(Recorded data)
^^^^^^^^
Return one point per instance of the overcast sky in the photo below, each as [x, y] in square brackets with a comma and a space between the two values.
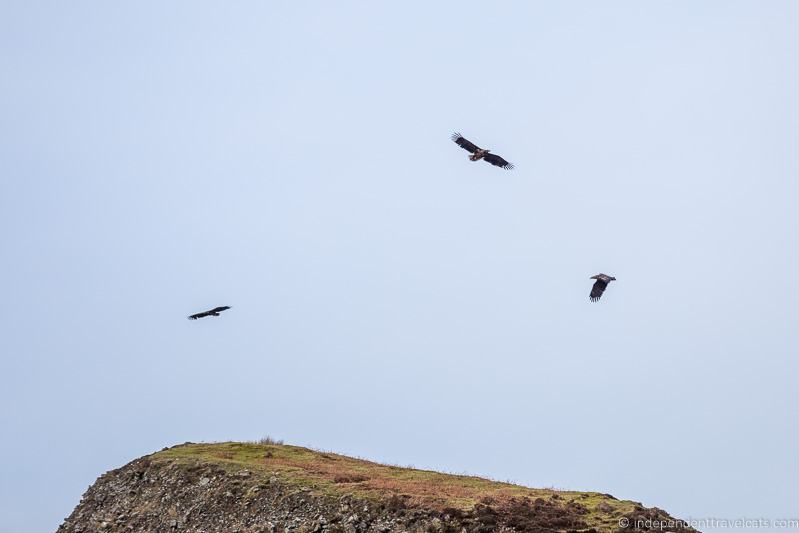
[391, 299]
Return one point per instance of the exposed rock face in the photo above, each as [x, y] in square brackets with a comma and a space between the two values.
[156, 494]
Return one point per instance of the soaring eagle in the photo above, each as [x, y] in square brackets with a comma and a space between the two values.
[479, 153]
[212, 312]
[599, 287]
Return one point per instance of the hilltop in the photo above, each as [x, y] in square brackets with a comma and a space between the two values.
[271, 487]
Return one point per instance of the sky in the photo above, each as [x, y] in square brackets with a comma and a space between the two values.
[390, 298]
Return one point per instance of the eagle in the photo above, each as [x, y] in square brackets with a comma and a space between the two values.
[211, 312]
[599, 287]
[480, 153]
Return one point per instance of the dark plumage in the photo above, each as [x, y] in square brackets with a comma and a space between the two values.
[599, 287]
[480, 153]
[211, 312]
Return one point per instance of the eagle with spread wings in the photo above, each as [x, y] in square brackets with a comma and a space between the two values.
[480, 153]
[211, 312]
[600, 285]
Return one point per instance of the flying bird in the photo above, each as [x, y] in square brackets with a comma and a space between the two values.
[479, 153]
[599, 287]
[211, 312]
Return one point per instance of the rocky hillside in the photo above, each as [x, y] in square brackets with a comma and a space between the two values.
[249, 488]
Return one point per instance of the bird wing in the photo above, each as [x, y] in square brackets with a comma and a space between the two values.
[497, 161]
[598, 289]
[463, 143]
^^^^^^^^
> _WORK INSTRUCTIONS_
Repeat the records word for word, starting at the line that contains "Return one point per instance of the eagle with" and continuing through the final line of the records, with both of those lines included.

> _COMPLETE ANSWER_
Return one point per instance of the eagle with spread wings in the photo above, each as [x, y] in square brackets with a comma and a space between the two values.
[480, 153]
[211, 312]
[600, 285]
Return one point per instance of the flying bird in the photo above, each as [x, y] in square brackets with a comma and a space between the two values.
[479, 153]
[599, 287]
[211, 312]
Return one point per instance of the rocky hillside in the photo above, each as [x, y] in square brackets with a comma and a space between the two values.
[249, 488]
Return one point per instance of the bird wing in the photo above, each as [x, y] in square brackets with a comma and a space between the two values.
[497, 161]
[598, 289]
[463, 143]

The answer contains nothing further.